RECORDS FOR THE EXERCISE –
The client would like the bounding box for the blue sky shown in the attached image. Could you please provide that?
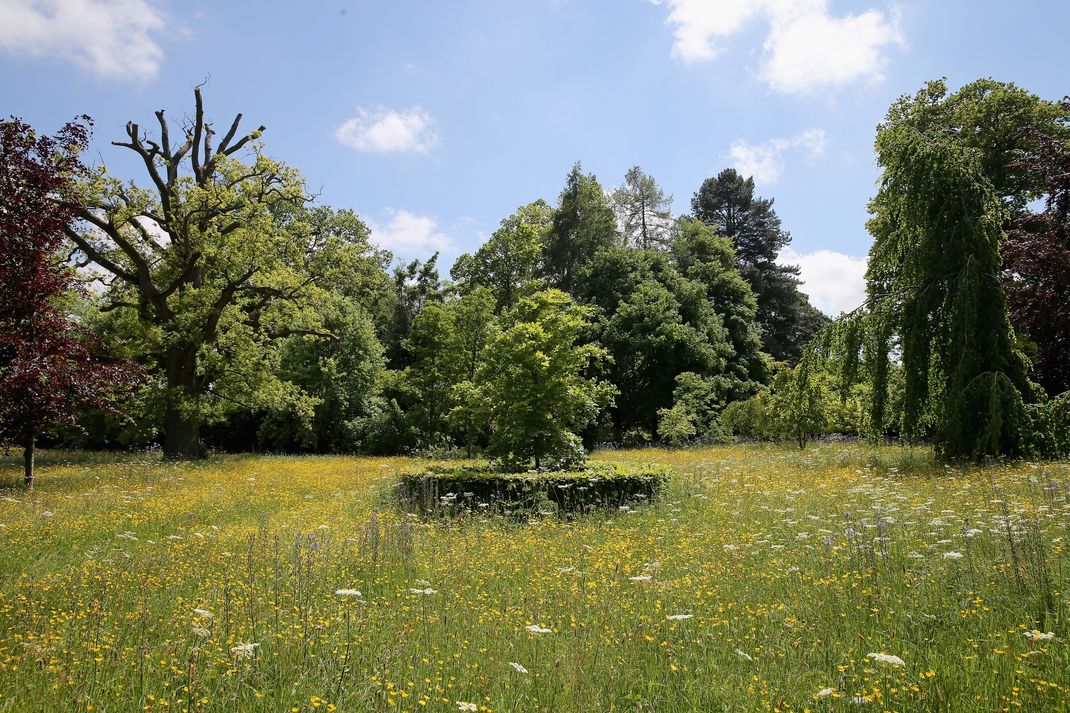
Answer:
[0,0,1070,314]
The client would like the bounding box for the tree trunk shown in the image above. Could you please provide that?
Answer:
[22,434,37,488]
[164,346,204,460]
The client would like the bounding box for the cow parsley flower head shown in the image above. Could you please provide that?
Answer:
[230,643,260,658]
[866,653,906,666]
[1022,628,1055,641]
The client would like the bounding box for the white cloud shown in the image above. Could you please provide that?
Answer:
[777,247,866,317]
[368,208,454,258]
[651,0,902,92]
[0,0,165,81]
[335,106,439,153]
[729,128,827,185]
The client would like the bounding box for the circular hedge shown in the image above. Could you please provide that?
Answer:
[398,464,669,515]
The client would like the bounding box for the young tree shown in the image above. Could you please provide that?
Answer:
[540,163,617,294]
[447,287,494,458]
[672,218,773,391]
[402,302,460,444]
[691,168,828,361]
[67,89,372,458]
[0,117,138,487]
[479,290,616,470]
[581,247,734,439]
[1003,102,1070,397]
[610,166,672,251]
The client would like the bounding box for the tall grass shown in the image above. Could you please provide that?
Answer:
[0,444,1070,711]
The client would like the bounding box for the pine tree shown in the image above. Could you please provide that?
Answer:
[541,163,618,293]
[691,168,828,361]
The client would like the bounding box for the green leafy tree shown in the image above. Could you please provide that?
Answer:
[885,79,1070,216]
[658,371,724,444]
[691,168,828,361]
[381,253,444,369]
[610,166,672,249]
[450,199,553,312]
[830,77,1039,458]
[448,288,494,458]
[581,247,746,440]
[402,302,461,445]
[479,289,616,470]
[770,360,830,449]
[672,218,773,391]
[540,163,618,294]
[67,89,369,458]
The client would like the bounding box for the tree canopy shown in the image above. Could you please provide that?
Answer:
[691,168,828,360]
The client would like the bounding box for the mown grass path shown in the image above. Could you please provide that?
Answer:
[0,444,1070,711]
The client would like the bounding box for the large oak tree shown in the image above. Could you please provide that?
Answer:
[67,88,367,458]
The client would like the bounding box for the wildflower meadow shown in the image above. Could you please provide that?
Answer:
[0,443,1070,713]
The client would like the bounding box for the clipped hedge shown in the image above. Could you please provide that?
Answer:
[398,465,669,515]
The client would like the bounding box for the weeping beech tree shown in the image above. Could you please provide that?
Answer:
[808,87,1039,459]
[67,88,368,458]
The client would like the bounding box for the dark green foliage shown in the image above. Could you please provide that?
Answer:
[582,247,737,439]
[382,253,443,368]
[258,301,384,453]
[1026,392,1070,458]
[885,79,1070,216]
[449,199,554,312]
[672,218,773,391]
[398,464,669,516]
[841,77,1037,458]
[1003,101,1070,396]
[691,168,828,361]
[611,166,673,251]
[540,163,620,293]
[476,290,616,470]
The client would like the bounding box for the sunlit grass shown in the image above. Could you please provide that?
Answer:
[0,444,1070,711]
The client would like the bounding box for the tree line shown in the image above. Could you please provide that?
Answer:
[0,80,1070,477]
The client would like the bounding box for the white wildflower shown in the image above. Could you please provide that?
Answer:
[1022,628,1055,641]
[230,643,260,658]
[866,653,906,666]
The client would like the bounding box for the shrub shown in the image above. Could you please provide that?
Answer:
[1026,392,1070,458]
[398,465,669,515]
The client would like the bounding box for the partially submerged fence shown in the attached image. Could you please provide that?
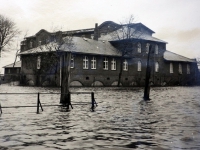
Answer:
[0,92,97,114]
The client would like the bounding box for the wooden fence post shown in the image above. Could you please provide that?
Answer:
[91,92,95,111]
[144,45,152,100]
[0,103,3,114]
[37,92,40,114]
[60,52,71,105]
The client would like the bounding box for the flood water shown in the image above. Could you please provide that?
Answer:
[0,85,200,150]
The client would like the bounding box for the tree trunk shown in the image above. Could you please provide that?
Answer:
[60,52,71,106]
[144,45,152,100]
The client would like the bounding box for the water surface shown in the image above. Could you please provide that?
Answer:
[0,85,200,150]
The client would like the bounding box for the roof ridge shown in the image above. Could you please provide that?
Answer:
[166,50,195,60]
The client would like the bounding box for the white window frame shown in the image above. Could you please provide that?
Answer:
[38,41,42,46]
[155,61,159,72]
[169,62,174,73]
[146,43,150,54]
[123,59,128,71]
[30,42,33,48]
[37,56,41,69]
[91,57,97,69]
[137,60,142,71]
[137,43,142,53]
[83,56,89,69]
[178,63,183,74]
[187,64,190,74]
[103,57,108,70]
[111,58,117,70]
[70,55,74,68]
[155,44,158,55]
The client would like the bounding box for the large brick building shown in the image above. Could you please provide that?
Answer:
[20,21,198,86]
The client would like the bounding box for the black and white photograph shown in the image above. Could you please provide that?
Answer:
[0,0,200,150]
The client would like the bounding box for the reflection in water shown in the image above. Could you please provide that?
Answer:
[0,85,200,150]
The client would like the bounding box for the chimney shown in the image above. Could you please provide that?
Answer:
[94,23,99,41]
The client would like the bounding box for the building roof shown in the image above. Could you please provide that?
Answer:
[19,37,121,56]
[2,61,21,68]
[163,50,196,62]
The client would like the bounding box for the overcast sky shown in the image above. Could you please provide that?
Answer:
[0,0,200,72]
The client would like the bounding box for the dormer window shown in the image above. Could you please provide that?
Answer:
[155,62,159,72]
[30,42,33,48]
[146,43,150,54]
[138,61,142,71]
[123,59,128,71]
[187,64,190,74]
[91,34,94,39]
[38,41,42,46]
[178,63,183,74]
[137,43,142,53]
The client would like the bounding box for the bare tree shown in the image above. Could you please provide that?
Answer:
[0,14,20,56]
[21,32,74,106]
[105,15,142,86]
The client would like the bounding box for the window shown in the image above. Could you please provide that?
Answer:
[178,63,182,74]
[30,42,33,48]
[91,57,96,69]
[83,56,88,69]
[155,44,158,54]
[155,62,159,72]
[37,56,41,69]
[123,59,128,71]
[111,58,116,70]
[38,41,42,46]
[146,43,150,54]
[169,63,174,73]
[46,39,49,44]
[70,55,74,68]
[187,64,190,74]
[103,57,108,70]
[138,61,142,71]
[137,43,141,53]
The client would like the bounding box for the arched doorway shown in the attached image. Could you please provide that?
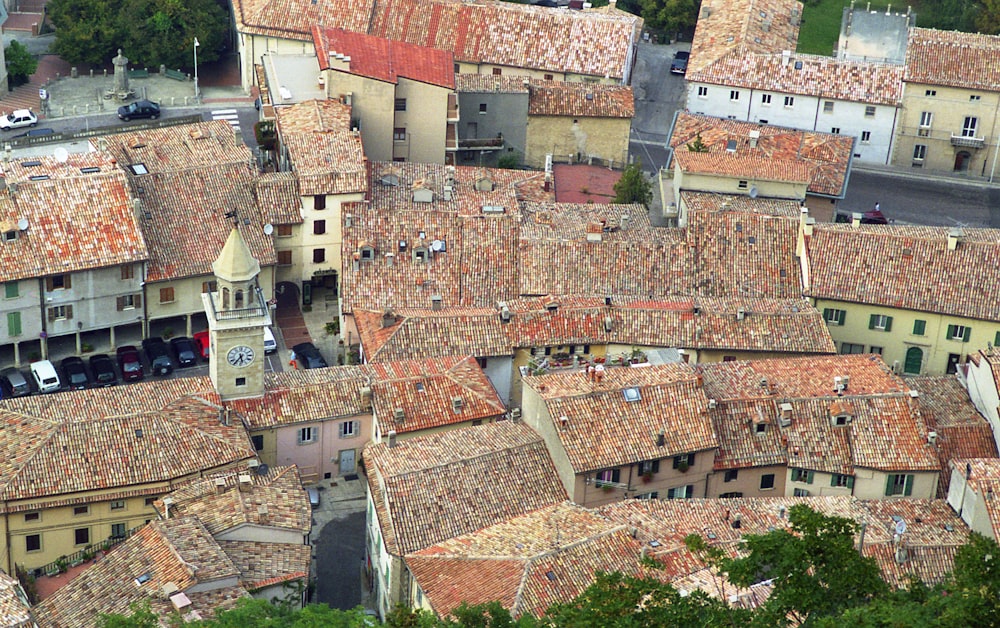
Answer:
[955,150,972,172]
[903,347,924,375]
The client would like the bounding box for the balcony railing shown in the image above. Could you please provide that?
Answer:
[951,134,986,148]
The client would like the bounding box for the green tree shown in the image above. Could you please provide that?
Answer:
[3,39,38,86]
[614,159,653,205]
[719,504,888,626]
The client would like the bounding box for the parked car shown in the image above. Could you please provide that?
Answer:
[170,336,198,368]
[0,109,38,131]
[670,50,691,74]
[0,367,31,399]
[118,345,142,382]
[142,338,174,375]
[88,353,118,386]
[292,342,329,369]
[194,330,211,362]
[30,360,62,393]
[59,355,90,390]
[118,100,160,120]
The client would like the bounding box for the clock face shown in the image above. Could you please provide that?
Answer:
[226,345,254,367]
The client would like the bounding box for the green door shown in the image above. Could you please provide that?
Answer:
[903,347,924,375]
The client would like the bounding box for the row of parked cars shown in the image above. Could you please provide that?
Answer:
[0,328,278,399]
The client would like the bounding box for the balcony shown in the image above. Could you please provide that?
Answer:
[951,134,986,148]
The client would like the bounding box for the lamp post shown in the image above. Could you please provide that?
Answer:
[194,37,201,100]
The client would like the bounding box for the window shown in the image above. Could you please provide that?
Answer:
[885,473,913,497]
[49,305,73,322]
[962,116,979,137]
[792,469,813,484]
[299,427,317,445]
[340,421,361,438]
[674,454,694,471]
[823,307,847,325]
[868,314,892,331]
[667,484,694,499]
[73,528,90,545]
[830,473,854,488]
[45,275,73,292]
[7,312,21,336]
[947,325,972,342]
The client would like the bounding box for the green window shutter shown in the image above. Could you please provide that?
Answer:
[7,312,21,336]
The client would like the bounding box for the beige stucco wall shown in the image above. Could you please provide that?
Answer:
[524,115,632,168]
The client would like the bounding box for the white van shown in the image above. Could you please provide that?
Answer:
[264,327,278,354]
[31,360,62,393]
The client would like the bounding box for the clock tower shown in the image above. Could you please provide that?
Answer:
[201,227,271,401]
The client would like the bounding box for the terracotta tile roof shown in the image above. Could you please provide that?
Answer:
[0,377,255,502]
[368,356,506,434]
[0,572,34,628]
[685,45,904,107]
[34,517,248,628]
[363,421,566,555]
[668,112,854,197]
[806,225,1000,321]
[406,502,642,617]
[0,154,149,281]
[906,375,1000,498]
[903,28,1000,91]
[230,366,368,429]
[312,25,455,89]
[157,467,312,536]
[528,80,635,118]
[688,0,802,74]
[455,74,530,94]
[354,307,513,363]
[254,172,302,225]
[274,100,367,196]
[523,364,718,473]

TASK DETAILS –
Show each line of the material above that contains the word "grass", copied in full.

WRITTEN REPLY –
The client would like the bounding box for the tall grass shown in the image above. Could you please provide that?
The client would like the bounding box for the mown grass path shown in the image above. Could you please provide that?
The client would like the bounding box for the sunlit grass shown in the image above. Could you please provide that?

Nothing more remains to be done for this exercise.